#### YOUR INSTRUCTIONS:
Each record below needs to be written out exactly as it appears.

#### AVAILABLE DATA:

______________________________

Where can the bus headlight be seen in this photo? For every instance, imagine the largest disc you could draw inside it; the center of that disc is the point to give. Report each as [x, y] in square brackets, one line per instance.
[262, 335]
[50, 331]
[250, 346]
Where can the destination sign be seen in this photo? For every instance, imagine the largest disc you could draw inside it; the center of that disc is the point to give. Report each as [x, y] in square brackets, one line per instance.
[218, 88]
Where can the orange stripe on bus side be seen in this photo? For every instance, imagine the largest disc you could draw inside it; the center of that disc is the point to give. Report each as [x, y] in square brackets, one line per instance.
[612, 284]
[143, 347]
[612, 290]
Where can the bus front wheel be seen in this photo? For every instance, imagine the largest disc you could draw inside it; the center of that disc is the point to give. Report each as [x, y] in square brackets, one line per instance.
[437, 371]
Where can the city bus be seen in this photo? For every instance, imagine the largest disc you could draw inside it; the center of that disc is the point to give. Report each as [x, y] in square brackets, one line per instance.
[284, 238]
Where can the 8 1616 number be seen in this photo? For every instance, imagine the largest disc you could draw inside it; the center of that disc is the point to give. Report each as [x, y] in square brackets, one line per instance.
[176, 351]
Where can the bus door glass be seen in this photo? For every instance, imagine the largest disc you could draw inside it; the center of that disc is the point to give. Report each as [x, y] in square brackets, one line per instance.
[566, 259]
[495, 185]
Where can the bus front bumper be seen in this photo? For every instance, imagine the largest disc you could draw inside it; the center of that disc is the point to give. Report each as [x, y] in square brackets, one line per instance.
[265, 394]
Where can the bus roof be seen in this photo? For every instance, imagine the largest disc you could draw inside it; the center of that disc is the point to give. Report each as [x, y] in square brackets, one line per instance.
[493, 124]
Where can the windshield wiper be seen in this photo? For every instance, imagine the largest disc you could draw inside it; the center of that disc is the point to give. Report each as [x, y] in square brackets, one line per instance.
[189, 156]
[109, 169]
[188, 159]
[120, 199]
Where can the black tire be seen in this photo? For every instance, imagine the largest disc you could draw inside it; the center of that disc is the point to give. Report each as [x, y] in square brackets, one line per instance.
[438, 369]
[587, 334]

______________________________

#### EXPECTED ANSWER:
Where can the bus headlight be seen in this photo? For every instance, imagine the largest disc you could draw inside it; the center of that disc is the point to give. Report each as [x, y] in square brackets, one line per instance.
[262, 335]
[50, 331]
[250, 346]
Where can the destination sign be seen in this photo? For every instance, imagine the largest disc you could draw inside it; the center of that disc is the point to give. Report each as [x, y] in square brackets, one line per instance.
[218, 88]
Where can the orange stripe on bus side be seen in this photo? For every instance, imagine the largest disc you could draw inside it; the center of that disc is the point to give. Report each as [x, y] in square brackets, one line per instance.
[612, 284]
[143, 347]
[612, 290]
Where can the bus front wheel be seen in this photo? For every instance, imagine the largest disc you could draw inside it; the center of that disc is the point to give. Report each as [x, y] in square brackets, one line per instance.
[437, 371]
Where can the city bus be seen in this photo? For every instance, imagine the largest disc you could draw inside it; the center of that disc is the point to give. Report each as [x, y] in square brackets, one line per instance.
[284, 238]
Where can the 8 1616 number be seen in this photo? For every instance, imagine the largest disc you could draw inside it; the center of that disc is the point to give. Report each as [x, y] in square brackets, one line per instance.
[176, 351]
Where can the bus door glass be seen in this photo? For every instance, imagine the largest disc you could draw inside it; the center of that disc is the point to give. Report each as [x, y] in square brackets, one line per instance.
[566, 259]
[495, 185]
Where can the bus front bumper be seen in this photo? For every instance, imagine the largest disc you could draw inside it; the center of that disc is the point to give. Report each as [x, y] in square brackets, one line per instance.
[265, 394]
Where can the bus roof be seen in this photo? For every instance, imagine the largest disc you could draw inside it; the center of that disc is the point to give. Report each as [x, y] in square brackets, one line per instance.
[493, 124]
Where can the windshield wiper be seen in this photo? For every instance, imagine the largest disc you could draw inside it; the center of that disc is the point to give. Report each as [x, y] in square brackets, one line per instance.
[189, 156]
[109, 169]
[188, 159]
[120, 199]
Where can the black tire be seen in this photo? For every instance, imagine the largest disc you could draw inside it; the center of that disc is the point to give. Report each as [x, y] in square brackets, one line per instance.
[438, 369]
[587, 334]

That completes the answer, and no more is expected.